Provided records:
----------------

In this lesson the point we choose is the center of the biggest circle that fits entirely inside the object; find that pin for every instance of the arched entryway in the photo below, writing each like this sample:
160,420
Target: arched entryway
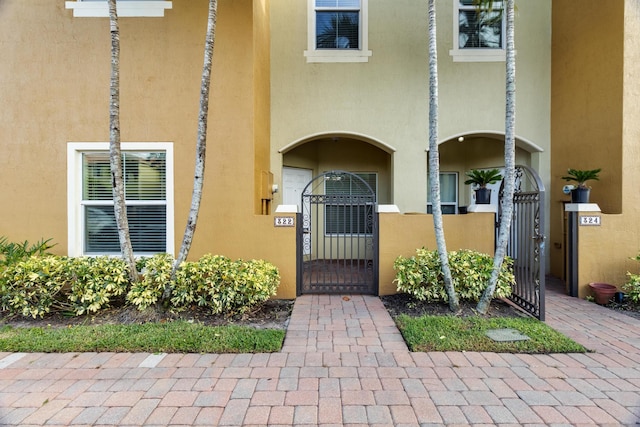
337,235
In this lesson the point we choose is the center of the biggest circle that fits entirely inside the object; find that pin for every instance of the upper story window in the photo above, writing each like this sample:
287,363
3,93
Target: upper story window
126,8
337,31
478,35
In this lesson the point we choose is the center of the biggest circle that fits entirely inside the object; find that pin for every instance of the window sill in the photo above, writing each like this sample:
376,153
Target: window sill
337,55
478,55
143,8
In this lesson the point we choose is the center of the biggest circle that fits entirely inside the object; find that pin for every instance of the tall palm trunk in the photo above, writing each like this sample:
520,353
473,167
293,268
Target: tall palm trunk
509,160
434,161
115,155
201,145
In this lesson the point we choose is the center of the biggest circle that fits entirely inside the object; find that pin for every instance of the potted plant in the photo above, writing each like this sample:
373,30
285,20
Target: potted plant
580,193
480,178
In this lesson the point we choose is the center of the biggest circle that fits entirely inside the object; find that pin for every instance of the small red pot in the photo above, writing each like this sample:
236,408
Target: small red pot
603,292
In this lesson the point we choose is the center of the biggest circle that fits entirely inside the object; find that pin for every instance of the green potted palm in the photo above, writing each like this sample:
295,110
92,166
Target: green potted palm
479,179
580,193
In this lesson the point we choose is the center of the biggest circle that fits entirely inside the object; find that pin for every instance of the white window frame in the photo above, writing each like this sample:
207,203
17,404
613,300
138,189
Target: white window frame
475,54
75,211
126,8
338,55
457,198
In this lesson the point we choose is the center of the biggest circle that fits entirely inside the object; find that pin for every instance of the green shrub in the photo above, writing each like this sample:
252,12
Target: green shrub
42,284
12,252
421,275
156,273
32,288
95,282
39,285
632,287
223,285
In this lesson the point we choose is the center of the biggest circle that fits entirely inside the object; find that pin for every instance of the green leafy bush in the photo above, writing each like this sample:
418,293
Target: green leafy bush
223,285
632,287
12,252
39,285
156,273
421,275
42,284
95,282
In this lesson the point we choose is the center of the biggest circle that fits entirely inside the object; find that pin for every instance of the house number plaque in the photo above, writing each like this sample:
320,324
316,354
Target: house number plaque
590,220
284,221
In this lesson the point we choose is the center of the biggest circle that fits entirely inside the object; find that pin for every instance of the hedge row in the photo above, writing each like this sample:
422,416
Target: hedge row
39,285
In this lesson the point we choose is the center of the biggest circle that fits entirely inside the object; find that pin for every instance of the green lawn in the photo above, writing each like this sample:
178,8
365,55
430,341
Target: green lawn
451,333
168,337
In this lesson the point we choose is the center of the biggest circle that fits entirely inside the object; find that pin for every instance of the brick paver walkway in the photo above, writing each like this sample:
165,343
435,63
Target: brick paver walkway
343,363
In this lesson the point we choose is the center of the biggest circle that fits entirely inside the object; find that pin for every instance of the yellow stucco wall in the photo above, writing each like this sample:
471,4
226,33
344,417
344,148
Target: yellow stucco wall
594,125
55,90
386,98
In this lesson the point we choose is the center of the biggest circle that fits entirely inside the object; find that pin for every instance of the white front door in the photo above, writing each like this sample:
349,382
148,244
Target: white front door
294,180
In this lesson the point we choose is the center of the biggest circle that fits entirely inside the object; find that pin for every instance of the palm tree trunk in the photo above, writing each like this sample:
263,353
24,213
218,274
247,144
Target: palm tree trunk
201,145
434,161
509,161
115,155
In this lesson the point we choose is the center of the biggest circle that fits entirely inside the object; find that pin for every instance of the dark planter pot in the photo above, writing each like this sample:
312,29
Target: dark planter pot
580,195
483,196
603,292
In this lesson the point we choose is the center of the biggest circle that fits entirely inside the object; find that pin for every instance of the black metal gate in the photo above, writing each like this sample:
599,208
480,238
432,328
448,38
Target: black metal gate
526,241
337,235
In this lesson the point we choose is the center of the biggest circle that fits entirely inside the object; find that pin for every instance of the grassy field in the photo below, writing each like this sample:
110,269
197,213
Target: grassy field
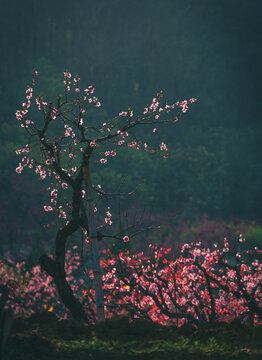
42,337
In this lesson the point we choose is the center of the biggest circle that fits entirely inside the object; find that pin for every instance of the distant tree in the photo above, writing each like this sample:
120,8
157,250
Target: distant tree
67,140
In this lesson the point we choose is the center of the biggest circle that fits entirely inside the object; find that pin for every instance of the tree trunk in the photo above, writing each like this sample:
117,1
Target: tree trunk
64,290
92,234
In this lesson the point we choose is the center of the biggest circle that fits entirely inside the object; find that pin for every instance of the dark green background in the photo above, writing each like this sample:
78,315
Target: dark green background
130,50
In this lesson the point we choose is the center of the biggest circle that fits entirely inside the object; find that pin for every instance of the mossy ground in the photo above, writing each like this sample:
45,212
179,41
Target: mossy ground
42,337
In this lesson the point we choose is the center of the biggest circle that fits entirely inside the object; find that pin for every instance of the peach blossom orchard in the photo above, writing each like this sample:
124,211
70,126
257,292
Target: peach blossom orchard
202,285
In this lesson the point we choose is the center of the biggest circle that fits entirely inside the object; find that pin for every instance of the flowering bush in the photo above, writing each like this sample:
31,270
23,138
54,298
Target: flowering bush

----------------

Exercise: Render every line of the material above as a JSON list of strings, one string per line, with blank lines dropped. Leave the pictures out.

Response to this task:
[
  "In this lesson the point we choose is the center of the biggest circle that fits entirely inside the object; find that pin for every instance of the arched entryway in the photo below, writing each like this sample:",
  "160,420",
  "Target: arched entryway",
  "337,235",
  "In this lesson the point we choose is the center of the biggest circle that fits entirely inside the object; find that pin for every instance of the upper story window in the photo above, writing each like this sample:",
  "287,363",
  "3,93",
  "Target: upper story window",
  "126,8",
  "337,31",
  "478,35",
  "In this lesson the point we choose is the center of the biggest circle that fits entirely inside the object; find that pin for every instance of the window sill in the photo above, writing each like this sample:",
  "376,153",
  "Target: window sill",
  "337,55",
  "478,55",
  "143,8",
  "In this lesson the point we choose is the center of the biggest circle that fits entirely inside the object; find that pin for every instance of the tall palm trunk in the photo above, writing each like this sample:",
  "520,353",
  "473,167",
  "293,268",
  "Target: tall palm trunk",
  "509,160",
  "434,161",
  "115,155",
  "201,145",
  "In this lesson the point we choose is the center of the biggest circle that fits entirely inside the object; find that pin for every instance of the potted plant in the photo above, writing each like this sample:",
  "373,30",
  "285,20",
  "Target: potted plant",
  "580,193",
  "480,178",
  "In this lesson the point we choose is the center of the biggest circle that fits entirely inside the object; find that pin for every instance of the small red pot in the photo above, writing each like this sample:",
  "236,408",
  "Target: small red pot",
  "603,292",
  "In this lesson the point we choose is the center of the biggest circle that fits entirely inside the object; find that pin for every instance of the green potted palm in the photo above, writing each like this sample:",
  "295,110",
  "92,166",
  "Target: green potted palm",
  "479,179",
  "580,193",
  "In this lesson the point we choose is the center of the biggest circle that fits entirely inside the object; find that pin for every instance of the white window frame in the photo above, writing each like this sample:",
  "207,203",
  "17,404",
  "613,300",
  "138,189",
  "Target: white window frame",
  "475,54",
  "75,211",
  "126,8",
  "338,55",
  "457,198",
  "In this lesson the point we choose is the center of the biggest circle that fits entirely inside the object; find that pin for every instance of the green shrub in the photo above, writing each like this sample:",
  "252,12",
  "Target: green shrub",
  "42,284",
  "12,252",
  "421,275",
  "156,273",
  "32,288",
  "95,282",
  "39,285",
  "632,287",
  "223,285",
  "In this lesson the point we choose is the center of the biggest circle that fits entirely inside the object; find that pin for every instance of the green leafy bush in the photo above, writing each like this sample:",
  "418,293",
  "Target: green leafy bush",
  "223,285",
  "632,287",
  "12,252",
  "39,285",
  "156,273",
  "421,275",
  "42,284",
  "95,282",
  "In this lesson the point we choose is the center of the biggest circle that fits entirely inside the object; find that pin for every instance of the house number plaque in the photo above, writing each like this sample:",
  "320,324",
  "316,354",
  "Target: house number plaque",
  "590,220",
  "284,221",
  "In this lesson the point we choose is the center of the biggest circle that fits entirely inside the object; find that pin for every instance of the hedge row in the photo above, writing each like this sample:",
  "422,416",
  "Target: hedge row",
  "39,285",
  "In this lesson the point we choose is the center of the biggest circle that fits entirely inside the object; find that pin for every instance of the green lawn in the photo above, writing each like this sample:",
  "178,8",
  "365,55",
  "430,341",
  "Target: green lawn",
  "451,333",
  "168,337",
  "In this lesson the point we choose is the center of the biggest circle that fits entirely inside the object; find that pin for every instance of the brick paver walkway in the photo above, writing each like this sample:",
  "165,343",
  "435,63",
  "Target: brick paver walkway",
  "343,363",
  "In this lesson the point we choose is the center of the biggest circle that fits entirely inside the object; find that pin for every instance of the yellow stucco wall in the photo above, writing each like this sample:",
  "471,4",
  "226,33",
  "344,417",
  "344,148",
  "Target: yellow stucco wall",
  "594,125",
  "55,90",
  "386,98",
  "In this lesson the point we choose is the center of the biggest circle that fits entirely inside the object; find that pin for every instance of the white front door in the photo above, writing each like this sample:",
  "349,382",
  "148,244",
  "Target: white front door",
  "294,180",
  "In this lesson the point we choose is the center of the biggest circle that fits entirely inside the object; find that pin for every instance of the palm tree trunk in the photo above, writing each like this sample:",
  "263,353",
  "24,213",
  "218,274",
  "247,144",
  "Target: palm tree trunk",
  "201,145",
  "434,161",
  "509,161",
  "115,155",
  "In this lesson the point we choose is the center of the biggest circle that fits entirely inside the object; find that pin for every instance of the dark planter pot in the photo above, writing each like this sample:",
  "312,29",
  "Target: dark planter pot",
  "580,195",
  "483,196",
  "603,292",
  "In this lesson the point we choose is the center of the biggest circle that fits entirely inside the object; find that pin for every instance of the black metal gate in the photo above, writing each like this sample:",
  "599,208",
  "480,238",
  "432,328",
  "448,38",
  "Target: black metal gate",
  "526,241",
  "337,235",
  "In this lesson the point we choose is the center of the biggest circle that fits entirely inside the object; find that pin for every instance of the grassy field in the photo below, writing each like this sample:",
  "110,269",
  "197,213",
  "Target: grassy field",
  "42,337",
  "In this lesson the point we choose is the center of the biggest circle that fits entirely inside the object; find that pin for every instance of the distant tree in the photo above, writing each like this sample:",
  "120,8",
  "157,250",
  "Target: distant tree",
  "67,140",
  "In this lesson the point we choose is the center of the biggest circle that fits entirely inside the object; find that pin for every instance of the tree trunk in the photo above, writing each like this sample:",
  "117,1",
  "Target: tree trunk",
  "64,290",
  "92,234",
  "In this lesson the point we choose is the center of the biggest circle that fits entirely inside the object; find that pin for every instance of the dark green background in the photo above, writing each like this sample:",
  "78,315",
  "Target: dark green background",
  "130,50",
  "In this lesson the point we choose is the center of the biggest circle that fits entirely inside the object; find that pin for every instance of the mossy ground in the photo above, writing each like this sample:",
  "45,212",
  "179,41",
  "Target: mossy ground",
  "42,337",
  "In this lesson the point we choose is the center of the biggest circle that fits entirely inside the object; find that pin for every instance of the peach blossom orchard in the photo above, writing each like this sample:",
  "124,211",
  "70,126",
  "257,292",
  "Target: peach blossom orchard",
  "202,285",
  "In this lesson the point we choose is the center of the biggest circle that fits entirely inside the object; find that pin for every instance of the flowering bush in the photo above, writing each like this sample:",
  "31,270",
  "23,138",
  "54,298",
  "Target: flowering bush"
]